* Task item A *
Translate this sentence from the article on Immersive Reader into Spanish: "Learning Tools was borne out of a project spearheaded by Microsoft Windows accessibility program lead Jeff Petty in 2015."
* Task item B *
Output the portion of the article on Immersive Reader starting at "About 30 million" and ending at "or hearing disorders.", reproducing it verbatim.

* Text excerpt *
^^^^^^^^

Microsoft today announced the general availability of Immersive Reader, an Azure Cognitive Services offering that allows developers to embed text reading and comprehension capabilities into apps to make them more inclusive. Immersive Reader is designed to help users — including those with dyslexia, dysgraphia, and attention deficit hyperactivity disorder (ADHD) — improve their reading skills on any device.
About 30 million U.S. teenagers and adults find reading and writing challenging, according to a 2009 U.S. National Center for Education Statistics survey. Troublingly, low literacy levels are correlated with higher rates of crime, problems navigating the health care system, and financial illiteracy. While factors like income, education, and language background play a role, 35% of the aforementioned 30 million individuals have learning, vision, or hearing disorders.
This reality spurred the launch over three years ago of Microsoft’s Immersive Reader, which saw a 560% uptick in usage between February and May. According to Microsoft, schools are increasingly turning to the tool as they transition to distance learning in response to the pandemic.
Hackathon origins
Immersive Reader is part of Learning Tools, Microsoft’s suite aimed at helping improve reading and writing, especially for people with disabilities. As of June 2018, more than 13 million people were using Learning Tools — up from 100,000 in June 2017 — across apps and platforms in over 40 languages. In June 2020, Microsoft reported that more than 23 million people were using Immersive Reader each month.
Learning Tools was borne out of a project spearheaded by Microsoft Windows accessibility program lead Jeff Petty in 2015. Petty, who was looking for ways to improve accessibility in Windows, reached out to Microsoft’s Advanced Reading Technologies team and consulted with the division’s researchers about which features might be most helpful for struggling readers.
“[Petty] looked at how to bring all of the best science and research around meeting and inclusive design principles to empower students of all abilities,” Eric Boyd, corporate vice president of Azure AI at Microsoft, told VentureBeat in a phone interview. “[The team] saw that this had a lot of value, particularly in the education segment.”
With a hand from Mike Tholfsen, principal product manager for Microsoft Education, Petty assembled a group of more than a dozen people to work on a dyslexia-focused toolkit for Microsoft’s 2015 companywide hackathon, including engineers from Microsoft’s office in Vancouver who had developed a prototype for a dyslexic mode in OneNote. The team created an extension for OneNote that offered text-formatting tools to make reading, writing, and note-taking easier, edging out over 3,300 other projects to win the hackathon.
At the time, Tholfsen was in contact with teachers and school leaders around the U.S. about a related product called OneNote Class Notebook, which lets teachers collaborate within personalized workspaces. Immersive Reader was designed with only black and white backgrounds, but after teachers told Tholfsen that some students with Irlen syndrome — a disorder that impacts the brain’s ability to process visual information — preferred reading with backgrounds in specific colors, the design team incorporated the colors.
Immersive Reader debuted in January 2016. Soon after, with the support of Microsoft corporate vice president Eran Megiddo, who oversees education products, Tholfsen pushed to incorporate the functionality into additional apps, platforms, and languages.

^^^^^^^^

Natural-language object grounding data
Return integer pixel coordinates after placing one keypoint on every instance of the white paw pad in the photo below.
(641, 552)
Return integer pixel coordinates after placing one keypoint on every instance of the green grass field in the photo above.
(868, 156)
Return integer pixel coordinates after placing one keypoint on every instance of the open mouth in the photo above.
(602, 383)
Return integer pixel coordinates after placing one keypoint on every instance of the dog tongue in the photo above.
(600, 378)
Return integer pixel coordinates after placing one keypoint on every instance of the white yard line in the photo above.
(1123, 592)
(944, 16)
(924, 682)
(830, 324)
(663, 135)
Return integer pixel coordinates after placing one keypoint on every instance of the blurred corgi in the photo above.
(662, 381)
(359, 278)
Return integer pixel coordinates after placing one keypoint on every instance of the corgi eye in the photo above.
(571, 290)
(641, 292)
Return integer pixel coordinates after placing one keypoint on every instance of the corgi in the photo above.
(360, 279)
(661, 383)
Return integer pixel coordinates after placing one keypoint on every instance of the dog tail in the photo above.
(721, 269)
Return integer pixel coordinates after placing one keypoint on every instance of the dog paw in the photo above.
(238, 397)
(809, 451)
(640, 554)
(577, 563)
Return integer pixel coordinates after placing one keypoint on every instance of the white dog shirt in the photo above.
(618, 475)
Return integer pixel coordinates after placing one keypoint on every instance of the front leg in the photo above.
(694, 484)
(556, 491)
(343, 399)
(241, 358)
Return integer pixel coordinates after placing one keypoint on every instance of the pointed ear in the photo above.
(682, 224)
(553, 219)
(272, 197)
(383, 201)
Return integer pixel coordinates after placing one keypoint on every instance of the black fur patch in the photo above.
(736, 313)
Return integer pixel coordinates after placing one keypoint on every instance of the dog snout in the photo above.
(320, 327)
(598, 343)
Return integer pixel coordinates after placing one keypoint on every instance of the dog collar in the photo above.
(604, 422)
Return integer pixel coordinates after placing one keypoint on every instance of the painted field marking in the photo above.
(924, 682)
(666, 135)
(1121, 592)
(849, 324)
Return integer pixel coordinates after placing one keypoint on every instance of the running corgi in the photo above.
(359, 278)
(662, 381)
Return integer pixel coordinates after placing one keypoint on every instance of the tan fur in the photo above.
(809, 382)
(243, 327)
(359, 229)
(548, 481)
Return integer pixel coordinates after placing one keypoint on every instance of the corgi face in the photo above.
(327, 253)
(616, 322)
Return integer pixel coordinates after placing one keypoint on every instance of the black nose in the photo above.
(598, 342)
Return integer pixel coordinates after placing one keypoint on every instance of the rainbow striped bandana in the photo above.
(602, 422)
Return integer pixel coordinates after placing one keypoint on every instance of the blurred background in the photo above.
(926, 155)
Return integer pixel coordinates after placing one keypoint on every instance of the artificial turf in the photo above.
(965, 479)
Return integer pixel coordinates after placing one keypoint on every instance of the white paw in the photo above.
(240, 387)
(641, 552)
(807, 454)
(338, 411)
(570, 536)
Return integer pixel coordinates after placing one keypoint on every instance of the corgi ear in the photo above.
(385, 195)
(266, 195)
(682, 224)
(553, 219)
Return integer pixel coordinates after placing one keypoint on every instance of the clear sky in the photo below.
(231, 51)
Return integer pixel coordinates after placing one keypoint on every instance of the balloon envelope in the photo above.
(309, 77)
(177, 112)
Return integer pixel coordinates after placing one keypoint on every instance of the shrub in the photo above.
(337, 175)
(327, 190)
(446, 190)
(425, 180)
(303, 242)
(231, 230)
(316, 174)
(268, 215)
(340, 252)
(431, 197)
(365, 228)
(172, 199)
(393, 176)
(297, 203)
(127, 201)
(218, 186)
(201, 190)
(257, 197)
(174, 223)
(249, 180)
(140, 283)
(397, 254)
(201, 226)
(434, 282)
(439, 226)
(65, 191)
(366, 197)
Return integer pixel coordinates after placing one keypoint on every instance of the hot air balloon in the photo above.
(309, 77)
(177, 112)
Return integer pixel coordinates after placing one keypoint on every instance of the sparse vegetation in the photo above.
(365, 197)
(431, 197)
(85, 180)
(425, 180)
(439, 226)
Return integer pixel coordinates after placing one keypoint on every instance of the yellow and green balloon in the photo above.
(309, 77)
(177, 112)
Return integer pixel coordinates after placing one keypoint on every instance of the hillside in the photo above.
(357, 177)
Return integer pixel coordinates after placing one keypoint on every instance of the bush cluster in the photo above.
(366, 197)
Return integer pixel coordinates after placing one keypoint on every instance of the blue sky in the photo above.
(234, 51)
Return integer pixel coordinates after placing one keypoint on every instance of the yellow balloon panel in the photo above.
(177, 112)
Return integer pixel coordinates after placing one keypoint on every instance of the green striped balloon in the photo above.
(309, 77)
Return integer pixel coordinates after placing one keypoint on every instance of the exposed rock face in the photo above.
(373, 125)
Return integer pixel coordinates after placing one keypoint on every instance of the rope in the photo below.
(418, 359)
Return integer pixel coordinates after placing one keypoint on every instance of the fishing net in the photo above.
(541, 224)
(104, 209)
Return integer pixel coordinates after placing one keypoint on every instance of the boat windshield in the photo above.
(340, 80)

^^^^^^^^

* Answer space A *
Learning Tools surgió de un proyecto encabezado en 2015 por Jeff Petty, responsable del programa de accesibilidad de Microsoft Windows.

* Answer space B *
About 30 million U.S. teenagers and adults find reading and writing challenging, according to a 2009 U.S. National Center for Education Statistics survey. Troublingly, low literacy levels are correlated with higher rates of crime, problems navigating the health care system, and financial illiteracy. While factors like income, education, and language background play a role, 35% of the aforementioned 30 million individuals have learning, vision, or hearing disorders.